Work request 1: Decide whether each statement agrees with the passage on institutional independence: (a) the four Supreme Court judges held their media conference in January 2018; (b) Alok Verma was investigating corruption charges against T N Seshan; (c) the Election Commission displayed its independence in the 1990s. For each, answer yes or no and quote the deciding words.
Work request 2: According to the passage on institutional independence, whose actions did the four senior Supreme Court judges revolt against?
Work request 3: Write a continuation of the passage on institutional independence, beginning after its final sentence.

Selected passage:
____

Institutions that were meant to be independent no longer seem to be. The Election Commission, a Constitutional body that had displayed its independence during the time of its ex-chief T N Seshan in the 1990s, was widely reported to be acting at the behest of the central government during the conduct of the May 2019 general elections.
Four senior sitting judges of the Supreme Court held an unprecedented media conference in January 2018 revolting against the actions of the then chief justice Dipak Misra on the issue of what they said was the selective assigning of cases to preferred benches. They pointed out that democracy and judicial independence were at risk.
In October 2018, the then CBI director Alok Verma who was investigating charges of corruption against his colleague, special director Rakesh Asthana, was sent away on leave in a midnight operation that stunned the nation. The CBI, already much-derided even by the apex court for not acting independently, was further compromised by this action of the government.
Viewing these samples from the narrow prism of a slugfest between political parties or from an ideological slant is to miss the point. For, eventually, these organs of the state are meant to go beyond petty politics, safeguard the common individual’s interests and their Constitutionally-guaranteed rights. Else, democracy in practice will amount to mere lip service.

____

Given data:
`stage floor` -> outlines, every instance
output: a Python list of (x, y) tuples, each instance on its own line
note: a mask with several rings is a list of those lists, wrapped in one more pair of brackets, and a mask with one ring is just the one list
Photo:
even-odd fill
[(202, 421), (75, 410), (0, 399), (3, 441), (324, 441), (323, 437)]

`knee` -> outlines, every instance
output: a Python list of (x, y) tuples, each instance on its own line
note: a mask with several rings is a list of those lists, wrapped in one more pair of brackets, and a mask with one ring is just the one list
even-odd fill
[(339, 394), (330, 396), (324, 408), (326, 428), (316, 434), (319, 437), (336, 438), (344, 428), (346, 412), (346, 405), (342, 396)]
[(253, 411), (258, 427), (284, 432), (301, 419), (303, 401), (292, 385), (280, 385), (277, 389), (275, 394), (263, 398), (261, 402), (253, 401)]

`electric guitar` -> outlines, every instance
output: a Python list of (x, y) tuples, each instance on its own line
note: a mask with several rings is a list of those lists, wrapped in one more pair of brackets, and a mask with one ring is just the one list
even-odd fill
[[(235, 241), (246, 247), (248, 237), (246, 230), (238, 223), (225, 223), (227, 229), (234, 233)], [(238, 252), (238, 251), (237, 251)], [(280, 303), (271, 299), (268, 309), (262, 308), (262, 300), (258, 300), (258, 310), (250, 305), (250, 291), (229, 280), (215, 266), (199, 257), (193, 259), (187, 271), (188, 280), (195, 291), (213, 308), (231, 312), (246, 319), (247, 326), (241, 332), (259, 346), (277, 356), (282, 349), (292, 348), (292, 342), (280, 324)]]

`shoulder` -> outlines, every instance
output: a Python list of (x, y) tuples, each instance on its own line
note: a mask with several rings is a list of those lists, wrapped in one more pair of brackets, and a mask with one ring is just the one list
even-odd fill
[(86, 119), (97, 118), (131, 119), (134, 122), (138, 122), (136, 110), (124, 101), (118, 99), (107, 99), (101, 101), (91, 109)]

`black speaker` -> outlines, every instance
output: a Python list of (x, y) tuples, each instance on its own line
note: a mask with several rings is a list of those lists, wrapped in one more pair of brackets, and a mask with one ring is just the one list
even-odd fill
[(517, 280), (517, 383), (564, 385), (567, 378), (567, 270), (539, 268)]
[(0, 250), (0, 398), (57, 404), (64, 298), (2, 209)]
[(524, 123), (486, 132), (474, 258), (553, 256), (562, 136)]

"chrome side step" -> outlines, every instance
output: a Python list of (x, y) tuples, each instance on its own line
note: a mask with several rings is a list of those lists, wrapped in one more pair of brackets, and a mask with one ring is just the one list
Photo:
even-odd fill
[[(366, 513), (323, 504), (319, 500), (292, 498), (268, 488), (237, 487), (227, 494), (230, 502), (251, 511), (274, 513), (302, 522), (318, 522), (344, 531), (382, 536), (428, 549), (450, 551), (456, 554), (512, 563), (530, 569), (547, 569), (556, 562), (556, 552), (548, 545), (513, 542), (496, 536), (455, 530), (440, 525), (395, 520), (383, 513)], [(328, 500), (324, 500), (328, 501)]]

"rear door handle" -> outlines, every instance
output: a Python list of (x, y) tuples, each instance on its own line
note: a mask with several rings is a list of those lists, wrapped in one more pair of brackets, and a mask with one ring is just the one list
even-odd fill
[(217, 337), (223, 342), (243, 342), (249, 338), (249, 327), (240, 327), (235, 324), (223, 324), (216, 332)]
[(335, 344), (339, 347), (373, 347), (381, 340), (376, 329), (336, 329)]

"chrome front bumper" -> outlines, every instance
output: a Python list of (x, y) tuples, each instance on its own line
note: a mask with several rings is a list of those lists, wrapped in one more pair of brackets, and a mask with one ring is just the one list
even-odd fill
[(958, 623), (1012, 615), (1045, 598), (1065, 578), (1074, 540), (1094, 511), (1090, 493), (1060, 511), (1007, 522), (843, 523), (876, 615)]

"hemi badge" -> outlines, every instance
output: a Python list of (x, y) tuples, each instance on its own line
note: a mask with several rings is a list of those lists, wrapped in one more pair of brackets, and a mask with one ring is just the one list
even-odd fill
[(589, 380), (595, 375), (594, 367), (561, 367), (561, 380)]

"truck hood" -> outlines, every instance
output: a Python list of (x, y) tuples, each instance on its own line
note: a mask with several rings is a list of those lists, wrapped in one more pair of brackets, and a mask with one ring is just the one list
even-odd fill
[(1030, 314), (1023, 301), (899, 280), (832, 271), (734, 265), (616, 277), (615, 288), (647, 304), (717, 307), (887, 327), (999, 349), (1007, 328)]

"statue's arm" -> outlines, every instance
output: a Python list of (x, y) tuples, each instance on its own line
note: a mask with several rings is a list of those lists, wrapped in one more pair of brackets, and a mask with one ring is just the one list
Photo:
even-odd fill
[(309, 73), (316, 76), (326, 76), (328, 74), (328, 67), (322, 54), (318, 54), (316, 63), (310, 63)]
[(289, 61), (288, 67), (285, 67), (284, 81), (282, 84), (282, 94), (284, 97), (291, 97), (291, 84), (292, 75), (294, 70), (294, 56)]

____

Answer section 1:
(a) Yes: "held an unprecedented media conference in January 2018"
(b) No: "investigating charges of corruption against his colleague, special director Rakesh Asthana"
(c) Yes: "had displayed its independence during the time of its ex-chief T N Seshan in the 1990s"

Answer section 2: The then chief justice Dipak Misra.

Answer section 3:
Take the case of elections. People exercising their choice at the ballot box are increasingly discovering that their vote no longer counts. You could opt for a non-BJP party but soon the BJP will be back in power as one has seen in state after state. Madhya Pradesh was the latest. Earlier, there was an attempt to swear in a government at midnight, in Maharashtra when the Shiv Sena walked out the alliance with the BJP. Prior to that, it was Karnataka, and the list goes on. Engineering defections in a non-BJP ruling party is the new norm. There’s little resistance from the electorate, which today seems deeply divided along political and religious lines.
As for the police, people fear the institution. For good reason. The so-called protectors of “law and order” are anything but. They continue to be seen as the enforcing arm of political parties in power (as seen during the recent anti-CAA protests in Delhi). Despite judicial verdicts, indictments etc excessive use of force by the police is the norm, the latest being the killing of two people in police custody in Tamil Nadu’s Tuticorin district, reported in this website.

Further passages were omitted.